- [PROBLEM]: Give all of the records again precisely, excluding whatever pictures they contain.

- [EXERCISE MATERIALS]:
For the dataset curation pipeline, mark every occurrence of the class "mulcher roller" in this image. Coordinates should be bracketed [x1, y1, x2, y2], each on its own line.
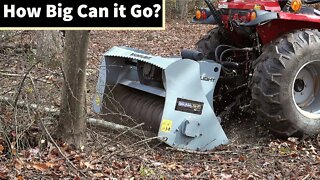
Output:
[113, 85, 164, 132]
[93, 46, 228, 151]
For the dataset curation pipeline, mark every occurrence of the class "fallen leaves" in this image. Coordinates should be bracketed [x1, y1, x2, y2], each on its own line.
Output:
[32, 162, 57, 171]
[238, 155, 247, 162]
[13, 157, 60, 172]
[14, 158, 24, 171]
[220, 173, 232, 180]
[0, 145, 4, 154]
[1, 20, 320, 179]
[0, 172, 7, 180]
[139, 165, 155, 177]
[16, 175, 24, 180]
[32, 163, 49, 171]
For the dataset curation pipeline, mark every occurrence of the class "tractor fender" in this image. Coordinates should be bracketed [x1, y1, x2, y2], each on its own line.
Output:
[192, 15, 217, 25]
[191, 8, 217, 25]
[243, 10, 278, 26]
[256, 17, 320, 44]
[249, 10, 320, 44]
[278, 11, 320, 24]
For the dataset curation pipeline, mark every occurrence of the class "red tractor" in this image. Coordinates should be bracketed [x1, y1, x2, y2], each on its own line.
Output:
[194, 0, 320, 137]
[94, 0, 320, 151]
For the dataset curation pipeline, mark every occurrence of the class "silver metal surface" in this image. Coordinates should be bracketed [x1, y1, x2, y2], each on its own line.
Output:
[293, 60, 320, 118]
[93, 46, 229, 151]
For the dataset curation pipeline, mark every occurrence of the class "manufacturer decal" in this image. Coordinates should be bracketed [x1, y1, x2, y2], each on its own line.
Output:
[254, 4, 261, 10]
[95, 94, 101, 105]
[175, 98, 204, 115]
[160, 119, 172, 133]
[201, 75, 215, 82]
[130, 53, 152, 60]
[218, 4, 228, 9]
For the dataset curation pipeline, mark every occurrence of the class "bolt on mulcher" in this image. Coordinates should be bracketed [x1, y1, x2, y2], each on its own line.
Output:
[94, 0, 320, 151]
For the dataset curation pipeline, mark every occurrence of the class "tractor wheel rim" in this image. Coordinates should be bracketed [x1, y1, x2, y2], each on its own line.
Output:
[293, 60, 320, 119]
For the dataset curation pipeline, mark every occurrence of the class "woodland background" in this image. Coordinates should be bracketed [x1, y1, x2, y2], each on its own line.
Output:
[0, 1, 320, 179]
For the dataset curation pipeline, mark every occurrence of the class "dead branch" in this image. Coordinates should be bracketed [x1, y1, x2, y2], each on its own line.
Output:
[0, 96, 59, 114]
[13, 60, 41, 152]
[0, 72, 53, 84]
[13, 60, 41, 109]
[22, 69, 86, 177]
[35, 113, 87, 177]
[102, 136, 160, 160]
[0, 96, 154, 137]
[165, 147, 214, 155]
[87, 118, 153, 137]
[114, 122, 145, 140]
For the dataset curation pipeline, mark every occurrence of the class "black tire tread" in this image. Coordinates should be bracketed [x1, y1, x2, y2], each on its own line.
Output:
[251, 29, 320, 137]
[196, 27, 226, 59]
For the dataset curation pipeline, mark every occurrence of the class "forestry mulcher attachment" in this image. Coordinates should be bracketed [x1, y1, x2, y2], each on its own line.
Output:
[93, 46, 228, 151]
[94, 0, 320, 151]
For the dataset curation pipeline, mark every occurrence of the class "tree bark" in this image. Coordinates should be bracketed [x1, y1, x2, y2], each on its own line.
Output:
[35, 31, 63, 68]
[57, 31, 89, 149]
[176, 0, 189, 19]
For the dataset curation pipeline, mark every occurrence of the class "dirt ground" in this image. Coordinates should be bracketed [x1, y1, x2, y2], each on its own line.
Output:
[0, 20, 320, 179]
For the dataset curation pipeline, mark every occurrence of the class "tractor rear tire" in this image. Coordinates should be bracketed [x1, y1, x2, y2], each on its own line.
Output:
[196, 27, 226, 59]
[251, 29, 320, 137]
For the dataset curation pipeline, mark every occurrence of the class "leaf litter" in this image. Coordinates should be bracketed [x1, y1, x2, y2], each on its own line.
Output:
[0, 19, 320, 179]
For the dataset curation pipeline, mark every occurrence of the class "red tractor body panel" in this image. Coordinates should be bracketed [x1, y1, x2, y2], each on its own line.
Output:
[219, 0, 281, 11]
[216, 0, 320, 45]
[278, 11, 320, 22]
[257, 12, 320, 44]
[194, 0, 320, 45]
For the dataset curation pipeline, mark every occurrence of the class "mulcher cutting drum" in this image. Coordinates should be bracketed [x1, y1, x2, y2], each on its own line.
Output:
[93, 46, 228, 151]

- [COMPLETED EXERCISE]:
For the dataset curation pipeline, mark every occurrence of the class "mulcher roller" in this image. Coordinates should be bracketed [x1, y1, x2, y2], each on its own line.
Output:
[113, 85, 164, 132]
[93, 46, 228, 151]
For the dataset curation pipeline, mark every occurrence of the class "fallen leaves" in this image. Coordinates should be bracketed [x1, y1, x2, y2], each on its own line.
Output:
[32, 162, 57, 171]
[238, 155, 247, 162]
[13, 157, 60, 172]
[14, 158, 24, 171]
[220, 173, 232, 180]
[0, 145, 4, 154]
[1, 20, 320, 179]
[0, 172, 7, 180]
[139, 165, 155, 177]
[16, 175, 24, 180]
[32, 163, 49, 171]
For the dataset curation pipeline, mark every occurrence of the class "tractor fender" in this image. Coordinates should be bracketed [x1, y1, x2, y2], each on its own line.
Output:
[192, 15, 217, 25]
[191, 8, 217, 25]
[243, 10, 278, 26]
[256, 17, 320, 44]
[249, 10, 320, 44]
[278, 11, 320, 24]
For the dataset curation pipeline, mark every occurrence of the class "red tractor" in this image. Coordinates should be bracketed [x1, y1, x2, y2], each on its own line.
Output:
[194, 0, 320, 137]
[94, 0, 320, 151]
For the dataset curation pipeline, mark every occurrence of the class "silver metal surface" in this image. Coordinates should be bracketed [x1, y1, x2, y2], each on its own line.
Output:
[293, 60, 320, 118]
[93, 46, 229, 151]
For the dataset curation pipeline, mark every occurrence of the class "manufacturer decal" in this image. Coordinates should be bracketed [x1, y1, x2, y2], each on its own line.
Output:
[254, 4, 261, 10]
[95, 94, 101, 105]
[175, 98, 204, 115]
[160, 119, 172, 133]
[201, 75, 215, 82]
[130, 53, 152, 60]
[218, 4, 228, 9]
For the dataset curation pipeline, mark every occurrence of the class "bolt on mulcher" in this image. Coordinates should be bracketed [x1, y1, x2, y2], each on its own line.
Output:
[94, 0, 320, 151]
For the dataset curation pipeline, mark every occurrence of the class "tractor wheel rim" in this image. Coordinates should be bracketed [x1, y1, x2, y2], each on its own line.
Output:
[293, 60, 320, 119]
For the dataset curation pipeline, mark every occurrence of the class "woodland background" in this image. Coordinates should be bracketed [x1, y1, x2, y2], each on its own line.
Output:
[0, 1, 320, 179]
For the dataset curation pipeline, mark every occurrence of the class "dead branch" in this image. Coordinates should be bracketed [x1, y1, x2, y2], each on its own line.
Output:
[0, 96, 59, 114]
[13, 60, 41, 152]
[0, 72, 53, 84]
[13, 60, 41, 109]
[22, 69, 86, 177]
[35, 113, 87, 177]
[102, 136, 160, 160]
[0, 96, 154, 137]
[165, 147, 214, 155]
[87, 118, 153, 137]
[114, 122, 145, 140]
For the dataset curation pipeline, mark every occurrence of the class "black tire tread" in this image. Coordinates should be bracketed [x1, y1, x2, y2], each on its own line.
Output:
[251, 29, 320, 137]
[196, 27, 226, 59]
For the dataset curation pipeline, mark every occurrence of the class "forestry mulcher attachment" in this image. Coordinates should be bracketed [x1, y1, x2, y2], each on its own line.
Output:
[93, 46, 228, 151]
[94, 0, 320, 151]
For the dataset curation pipeline, mark every occurrence of the class "tree bark" in this image. Coordinates should be bracketed [x1, y1, x2, y2], each on its own line.
Output:
[35, 31, 63, 68]
[57, 31, 89, 149]
[176, 0, 189, 19]
For the dataset curation pipeline, mark every occurrence of the class "dirt ground" in this image. Coordinates should be bracketed [x1, y1, x2, y2], each on its own line.
Output:
[0, 20, 320, 179]
For the dataset curation pipeline, mark every occurrence of the class "tractor rear tire" in this image. Coordinates should be bracketed [x1, y1, x2, y2], each on its own line.
Output:
[196, 27, 226, 59]
[251, 29, 320, 137]
For the dataset curation pipeline, mark every occurrence of the class "leaf litter" in this image. Coordinates should be bracketed [x1, y1, x2, y2], each on its own line.
Output:
[0, 19, 320, 179]
For the dataset curation pipeline, mark every occurrence of the class "red tractor body panel" in this image. Coordinates should be bracketed [x1, y1, x2, y2], each on its own line.
Output:
[219, 0, 281, 11]
[216, 0, 320, 45]
[278, 11, 320, 22]
[257, 12, 320, 44]
[194, 0, 320, 45]
For the dataset curation pipeline, mark every occurrence of the class "mulcher cutting drum" in this image. Coordinates should be bracketed [x1, y1, x2, y2], each on its own line.
Output:
[93, 46, 228, 151]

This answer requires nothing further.